GIVEN REQUEST: Write out exactly the lines from the one containing "of the screw" through the last line of the records below, including both.

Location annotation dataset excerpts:
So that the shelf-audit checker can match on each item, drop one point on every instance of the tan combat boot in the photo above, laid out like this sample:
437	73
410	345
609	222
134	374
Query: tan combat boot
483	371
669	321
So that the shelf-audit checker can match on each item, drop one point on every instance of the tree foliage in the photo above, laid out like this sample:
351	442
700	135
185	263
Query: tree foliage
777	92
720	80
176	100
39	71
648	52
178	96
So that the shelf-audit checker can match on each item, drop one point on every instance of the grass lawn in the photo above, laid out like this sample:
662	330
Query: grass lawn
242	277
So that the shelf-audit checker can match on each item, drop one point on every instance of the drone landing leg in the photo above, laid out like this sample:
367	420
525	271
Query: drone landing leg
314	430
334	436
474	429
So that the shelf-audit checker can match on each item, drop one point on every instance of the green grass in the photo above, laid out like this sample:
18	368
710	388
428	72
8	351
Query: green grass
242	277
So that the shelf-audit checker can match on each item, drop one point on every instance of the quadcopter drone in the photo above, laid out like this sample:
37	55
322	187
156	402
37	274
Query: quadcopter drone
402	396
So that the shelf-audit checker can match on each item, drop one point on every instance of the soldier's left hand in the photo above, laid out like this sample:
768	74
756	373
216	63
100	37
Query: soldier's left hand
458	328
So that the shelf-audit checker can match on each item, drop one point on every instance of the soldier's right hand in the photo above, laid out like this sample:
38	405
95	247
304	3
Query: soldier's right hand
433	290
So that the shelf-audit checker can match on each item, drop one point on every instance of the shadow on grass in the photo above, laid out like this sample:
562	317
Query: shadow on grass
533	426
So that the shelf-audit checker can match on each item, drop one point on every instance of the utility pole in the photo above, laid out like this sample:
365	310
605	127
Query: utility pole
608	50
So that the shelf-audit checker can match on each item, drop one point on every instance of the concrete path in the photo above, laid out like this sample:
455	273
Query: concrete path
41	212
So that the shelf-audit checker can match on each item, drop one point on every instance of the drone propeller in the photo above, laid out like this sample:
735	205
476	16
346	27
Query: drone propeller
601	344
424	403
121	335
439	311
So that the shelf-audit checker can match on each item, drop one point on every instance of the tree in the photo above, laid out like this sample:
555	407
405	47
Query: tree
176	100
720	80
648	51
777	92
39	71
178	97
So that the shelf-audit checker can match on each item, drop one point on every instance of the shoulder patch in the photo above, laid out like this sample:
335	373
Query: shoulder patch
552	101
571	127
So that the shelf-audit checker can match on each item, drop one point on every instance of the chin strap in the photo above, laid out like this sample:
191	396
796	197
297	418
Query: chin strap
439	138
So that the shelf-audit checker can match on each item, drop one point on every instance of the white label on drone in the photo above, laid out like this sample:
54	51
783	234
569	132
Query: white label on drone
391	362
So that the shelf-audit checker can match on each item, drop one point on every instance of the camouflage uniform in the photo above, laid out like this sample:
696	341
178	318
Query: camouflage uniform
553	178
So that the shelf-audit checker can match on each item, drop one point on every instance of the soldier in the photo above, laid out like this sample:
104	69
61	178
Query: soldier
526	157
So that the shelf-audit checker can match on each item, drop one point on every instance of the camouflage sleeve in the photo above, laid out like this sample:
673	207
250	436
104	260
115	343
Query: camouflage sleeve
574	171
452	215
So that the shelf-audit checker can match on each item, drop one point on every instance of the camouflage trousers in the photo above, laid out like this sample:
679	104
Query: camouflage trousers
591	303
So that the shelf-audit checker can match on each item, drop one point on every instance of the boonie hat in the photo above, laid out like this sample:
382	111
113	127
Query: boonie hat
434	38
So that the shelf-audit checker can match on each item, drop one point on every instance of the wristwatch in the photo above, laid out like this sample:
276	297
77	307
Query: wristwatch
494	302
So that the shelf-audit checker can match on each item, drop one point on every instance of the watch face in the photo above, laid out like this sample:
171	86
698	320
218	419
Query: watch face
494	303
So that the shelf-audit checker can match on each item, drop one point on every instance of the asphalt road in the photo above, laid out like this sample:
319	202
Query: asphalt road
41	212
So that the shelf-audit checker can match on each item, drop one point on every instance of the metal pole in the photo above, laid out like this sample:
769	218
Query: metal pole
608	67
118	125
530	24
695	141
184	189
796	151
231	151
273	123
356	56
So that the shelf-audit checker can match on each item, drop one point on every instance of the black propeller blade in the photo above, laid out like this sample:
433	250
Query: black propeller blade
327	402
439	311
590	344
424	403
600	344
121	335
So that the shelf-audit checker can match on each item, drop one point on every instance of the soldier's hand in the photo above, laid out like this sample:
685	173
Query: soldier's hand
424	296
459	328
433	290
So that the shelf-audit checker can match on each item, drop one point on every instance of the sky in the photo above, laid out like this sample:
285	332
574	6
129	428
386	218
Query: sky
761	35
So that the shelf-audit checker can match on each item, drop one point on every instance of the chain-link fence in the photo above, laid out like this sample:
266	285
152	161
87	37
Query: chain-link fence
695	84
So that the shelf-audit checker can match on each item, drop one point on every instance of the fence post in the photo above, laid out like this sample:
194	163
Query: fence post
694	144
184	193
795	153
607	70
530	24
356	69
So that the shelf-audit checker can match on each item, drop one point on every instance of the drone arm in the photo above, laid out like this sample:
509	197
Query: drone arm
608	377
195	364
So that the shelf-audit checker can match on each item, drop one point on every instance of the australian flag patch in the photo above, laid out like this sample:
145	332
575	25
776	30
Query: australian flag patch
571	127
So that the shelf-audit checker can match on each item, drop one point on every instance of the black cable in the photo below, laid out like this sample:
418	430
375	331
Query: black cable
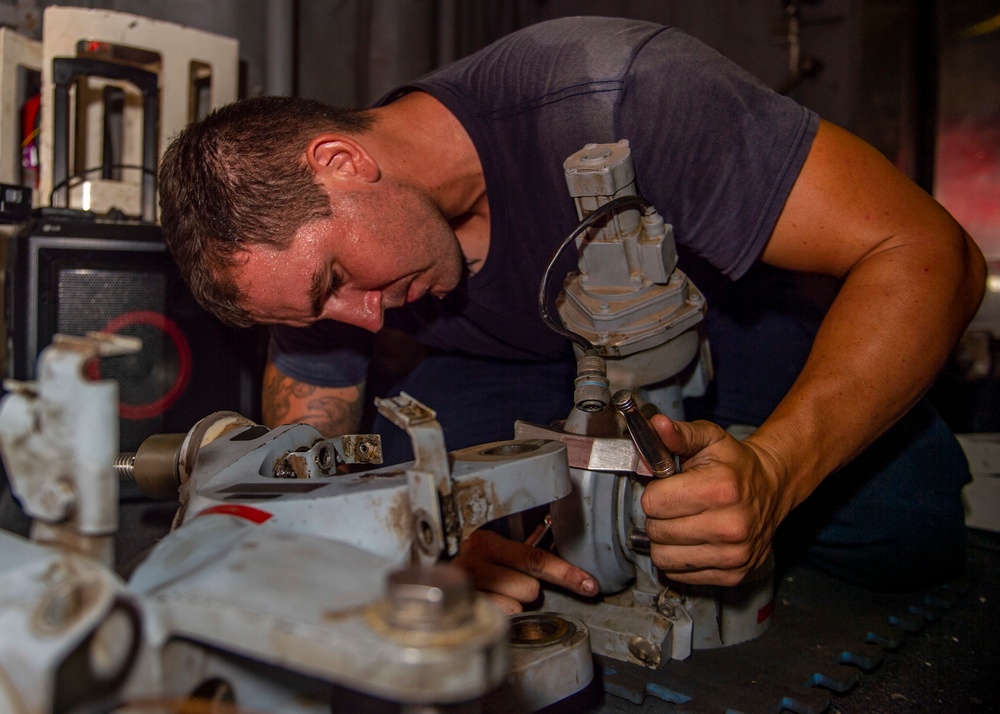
80	176
585	224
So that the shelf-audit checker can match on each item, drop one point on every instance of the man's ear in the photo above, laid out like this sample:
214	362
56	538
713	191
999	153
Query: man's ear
337	157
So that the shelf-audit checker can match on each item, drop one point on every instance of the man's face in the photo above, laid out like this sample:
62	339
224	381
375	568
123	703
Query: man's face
381	249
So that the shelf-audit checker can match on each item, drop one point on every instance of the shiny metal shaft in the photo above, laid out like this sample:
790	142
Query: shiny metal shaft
661	461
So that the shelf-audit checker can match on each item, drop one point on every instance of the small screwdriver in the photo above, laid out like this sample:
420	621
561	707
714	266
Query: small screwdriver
651	448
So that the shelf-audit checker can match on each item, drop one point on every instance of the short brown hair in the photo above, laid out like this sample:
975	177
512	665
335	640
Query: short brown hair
238	178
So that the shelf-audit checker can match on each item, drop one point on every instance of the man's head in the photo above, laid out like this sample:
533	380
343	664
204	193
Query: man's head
239	178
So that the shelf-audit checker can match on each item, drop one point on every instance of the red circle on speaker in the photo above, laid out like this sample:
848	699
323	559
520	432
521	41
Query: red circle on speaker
184	361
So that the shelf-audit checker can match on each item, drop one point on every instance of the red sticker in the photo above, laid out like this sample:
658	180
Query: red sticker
250	513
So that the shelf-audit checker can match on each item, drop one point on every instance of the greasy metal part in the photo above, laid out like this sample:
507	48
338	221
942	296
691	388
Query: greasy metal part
221	582
435	519
70	634
661	461
638	541
59	436
429	597
155	466
616	454
591	384
323	458
550	660
358	448
628	296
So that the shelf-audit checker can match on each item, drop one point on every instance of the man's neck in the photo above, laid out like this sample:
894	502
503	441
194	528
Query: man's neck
419	142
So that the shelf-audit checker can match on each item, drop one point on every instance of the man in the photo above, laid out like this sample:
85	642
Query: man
437	211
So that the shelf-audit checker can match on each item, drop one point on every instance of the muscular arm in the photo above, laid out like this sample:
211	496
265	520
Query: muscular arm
332	410
912	279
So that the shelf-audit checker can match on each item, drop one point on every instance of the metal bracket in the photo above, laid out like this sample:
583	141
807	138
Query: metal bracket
436	526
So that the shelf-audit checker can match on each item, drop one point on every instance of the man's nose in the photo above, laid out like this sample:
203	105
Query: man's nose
364	311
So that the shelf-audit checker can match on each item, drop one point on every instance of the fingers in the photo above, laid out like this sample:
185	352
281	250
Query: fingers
713	522
511	570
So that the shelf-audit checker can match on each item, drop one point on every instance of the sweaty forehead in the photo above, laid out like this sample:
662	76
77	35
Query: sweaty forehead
281	284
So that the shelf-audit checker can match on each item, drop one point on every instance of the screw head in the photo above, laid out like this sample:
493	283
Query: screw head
433	597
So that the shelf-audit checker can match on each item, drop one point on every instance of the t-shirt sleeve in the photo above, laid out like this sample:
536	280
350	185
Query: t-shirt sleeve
715	149
325	354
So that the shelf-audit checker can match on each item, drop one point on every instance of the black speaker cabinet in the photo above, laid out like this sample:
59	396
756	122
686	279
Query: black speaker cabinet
74	277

ANSWER FOR THE TASK:
So that the shelf-audit checker can match on each item, drop one point on every instance of the screw head in the photo above, laid out like this sample:
493	283
Query: screw head
433	597
So that the shelf-audit checker can match on each item, drop one point on every instance of the t-shirt sleeve in the photo above, laid out like this sample:
536	280
350	185
Query: t-shirt sleeve
715	149
325	354
So that the shelf-audit checker can match on each item, drop one point on every instance of the black speaker cabinet in the photo above, laid out like this sample:
59	396
756	122
686	279
Query: black speaker cabinet
74	277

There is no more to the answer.